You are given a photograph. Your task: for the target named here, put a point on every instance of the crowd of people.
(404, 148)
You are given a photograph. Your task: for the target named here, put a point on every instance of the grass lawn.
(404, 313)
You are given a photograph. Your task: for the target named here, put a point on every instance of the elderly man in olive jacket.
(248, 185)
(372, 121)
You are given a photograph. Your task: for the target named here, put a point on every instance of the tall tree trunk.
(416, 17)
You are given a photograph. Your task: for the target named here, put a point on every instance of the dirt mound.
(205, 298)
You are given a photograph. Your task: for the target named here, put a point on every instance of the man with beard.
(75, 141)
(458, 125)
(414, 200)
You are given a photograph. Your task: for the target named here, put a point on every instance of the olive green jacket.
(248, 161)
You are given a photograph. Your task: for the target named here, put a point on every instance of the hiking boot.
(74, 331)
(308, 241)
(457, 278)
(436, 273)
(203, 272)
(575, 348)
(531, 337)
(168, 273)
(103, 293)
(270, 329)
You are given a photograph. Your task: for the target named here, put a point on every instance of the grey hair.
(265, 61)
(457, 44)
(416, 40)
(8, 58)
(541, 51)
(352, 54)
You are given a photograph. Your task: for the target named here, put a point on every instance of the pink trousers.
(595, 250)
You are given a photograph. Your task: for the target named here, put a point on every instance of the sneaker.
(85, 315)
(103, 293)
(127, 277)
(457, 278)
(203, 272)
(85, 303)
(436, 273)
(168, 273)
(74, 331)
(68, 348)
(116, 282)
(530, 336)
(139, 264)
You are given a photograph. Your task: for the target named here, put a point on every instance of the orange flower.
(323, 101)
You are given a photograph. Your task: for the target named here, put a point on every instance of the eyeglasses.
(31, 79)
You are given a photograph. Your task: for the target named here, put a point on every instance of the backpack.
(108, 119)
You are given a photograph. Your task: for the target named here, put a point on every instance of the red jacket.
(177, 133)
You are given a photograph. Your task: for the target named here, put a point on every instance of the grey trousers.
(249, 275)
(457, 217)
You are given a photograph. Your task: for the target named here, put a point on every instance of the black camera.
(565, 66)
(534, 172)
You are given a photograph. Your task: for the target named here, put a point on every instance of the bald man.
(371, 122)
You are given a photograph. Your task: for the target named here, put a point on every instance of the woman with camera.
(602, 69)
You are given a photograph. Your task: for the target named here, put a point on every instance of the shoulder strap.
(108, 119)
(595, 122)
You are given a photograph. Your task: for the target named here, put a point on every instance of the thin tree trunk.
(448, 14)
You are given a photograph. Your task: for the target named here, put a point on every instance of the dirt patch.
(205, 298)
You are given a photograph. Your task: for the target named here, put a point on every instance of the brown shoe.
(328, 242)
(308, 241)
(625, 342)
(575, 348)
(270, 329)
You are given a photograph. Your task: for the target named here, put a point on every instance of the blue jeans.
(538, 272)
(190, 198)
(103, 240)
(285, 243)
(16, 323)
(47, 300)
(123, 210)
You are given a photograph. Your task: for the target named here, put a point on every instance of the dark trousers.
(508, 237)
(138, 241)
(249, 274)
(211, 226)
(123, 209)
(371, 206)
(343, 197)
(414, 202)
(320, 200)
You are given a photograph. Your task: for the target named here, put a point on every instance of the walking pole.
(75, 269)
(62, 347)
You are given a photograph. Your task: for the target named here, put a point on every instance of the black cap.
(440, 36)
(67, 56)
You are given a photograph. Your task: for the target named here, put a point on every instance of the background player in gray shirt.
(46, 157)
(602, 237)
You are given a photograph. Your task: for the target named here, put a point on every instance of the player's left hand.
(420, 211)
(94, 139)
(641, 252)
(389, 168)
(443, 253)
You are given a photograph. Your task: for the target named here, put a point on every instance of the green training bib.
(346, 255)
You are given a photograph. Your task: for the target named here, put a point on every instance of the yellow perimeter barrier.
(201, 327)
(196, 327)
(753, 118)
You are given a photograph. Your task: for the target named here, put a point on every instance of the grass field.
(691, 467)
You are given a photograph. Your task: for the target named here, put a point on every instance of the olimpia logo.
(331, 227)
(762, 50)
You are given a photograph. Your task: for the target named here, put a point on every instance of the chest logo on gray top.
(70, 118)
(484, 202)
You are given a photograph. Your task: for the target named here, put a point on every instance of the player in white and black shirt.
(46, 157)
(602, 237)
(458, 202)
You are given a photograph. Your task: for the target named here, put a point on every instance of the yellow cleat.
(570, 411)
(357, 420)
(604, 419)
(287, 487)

_YOUR OBJECTIVE_
Each record above should be given again exactly as it appears.

_SOLUTION FOR THIS PROBLEM_
You are given a photograph. Your task: for the target named here, put a point on every instance of the crowd of people.
(404, 148)
You are given a photograph. Your task: for the target named here, put a point on every instance of the grass lawn.
(404, 313)
You are given a photograph. Your task: for the target named here, put a point on every instance of the elderly man in olive jacket.
(248, 185)
(372, 121)
You are given a photograph. Your task: for the target named here, put a point on every instance of the tall tree trunk.
(416, 17)
You are given a photograph. Your task: for the target named here, put a point on every instance of the dirt mound.
(205, 298)
You are given a photograph. Your task: for the target named here, put a point on every instance of the man with beard.
(75, 141)
(458, 125)
(414, 200)
You are given a photograph. Your task: for the target named here, put a point on every instance of the olive green jacket.
(248, 161)
You are given a photograph. Your task: for the target named here, put a point on every instance of the hiking boot.
(74, 331)
(308, 241)
(457, 278)
(436, 273)
(203, 272)
(575, 348)
(531, 337)
(168, 273)
(103, 293)
(270, 329)
You are given a photograph. Your task: for the target named here, put a point on every instance of the grey hair.
(265, 61)
(457, 44)
(416, 40)
(8, 58)
(541, 51)
(352, 54)
You are given a photograph. Your task: for the target named here, put a point on every instance of the pink trousers.
(595, 250)
You are given a photograph. Your task: for the target named here, put a point on every instance of the sneaker.
(85, 315)
(103, 293)
(127, 277)
(457, 278)
(203, 272)
(85, 303)
(436, 273)
(168, 273)
(74, 331)
(68, 348)
(116, 282)
(530, 336)
(139, 264)
You are given a photograph. Your task: for the target named here, put a point on every instance of the orange flower.
(323, 101)
You are given a photograph. Your task: for the target named here, put a point on every instance of the eyeglasses.
(31, 79)
You are given a photograph. Your task: for the target named here, put a point on every instance of the backpack.
(108, 119)
You are given a photograph. Your task: for the target named here, put a point on every instance of the red jacket.
(177, 133)
You are given a photograph. Your task: for the target named here, put a point on every instance of the grey trousers.
(249, 275)
(457, 217)
You are given a photograph. Your task: for the target named here, put a point on every instance of the black camera.
(565, 66)
(534, 172)
You are given a photograph. Your task: for the target named here, put a point on every instance of the bald man.
(371, 122)
You are given a photograph. Your task: for the target named here, put a point on every instance of the woman with camera.
(602, 69)
You are given a photograph. Your task: for the target named here, put a point on every instance of the shoulder strap.
(108, 119)
(595, 122)
You are given a photograph. Your task: for the target named here, put a point on every instance of the thin tree trunk.
(448, 14)
You are given a photograph. Your task: for the target named here, put a point on every instance of the dirt patch.
(205, 298)
You are given a photograph. Your task: for the target named here, put a point on every instance of the brown shoe.
(328, 242)
(308, 241)
(625, 342)
(575, 348)
(270, 329)
You are given a photograph. Your task: for the target named here, put a point on every instance of the blue jeans.
(538, 272)
(190, 198)
(103, 240)
(285, 243)
(16, 323)
(47, 300)
(123, 210)
You are given a photograph. Your task: for the target named here, put a point on every instance of the dark trousers.
(508, 237)
(138, 241)
(249, 274)
(211, 226)
(123, 209)
(371, 206)
(343, 197)
(414, 202)
(320, 200)
You are given a photograph. Your task: for the target named here, put a point on every instance of the walking pole.
(75, 269)
(62, 347)
You are given a photograph. Your task: for the target named here, put a point on every instance of the black cap.
(440, 36)
(67, 56)
You are given a photograph. Your task: for the target named here, put a point on every instance of the background player in gray shirt.
(46, 157)
(602, 237)
You are given a photograph. Your task: for the target named here, put a point on every instance of the player's left hand.
(420, 211)
(94, 139)
(641, 252)
(389, 168)
(443, 253)
You are given a photograph. Your task: for the target named here, put a point on every instance of the green training bib.
(346, 255)
You are given a photograph. Your task: for the target named here, put a point on every instance of the yellow perimeter barrier.
(201, 327)
(196, 327)
(753, 118)
You are given a photograph. Your task: for the target named here, put a point on every instance of the grass field.
(691, 467)
You are given a photograph. Your task: for the target named here, put a point on every instance of the olimpia logo.
(331, 227)
(762, 50)
You are given a photograph. Your task: for the target named here, put a point on every instance of the chest logo on gray top.
(70, 118)
(484, 202)
You are given a photograph. Your task: for the target named here, put a point on every instance of the player in white and black shirt.
(46, 157)
(602, 237)
(458, 202)
You are given a photograph. Your task: for the target named here, put a point on every instance of the yellow cleat.
(570, 411)
(357, 420)
(604, 419)
(287, 487)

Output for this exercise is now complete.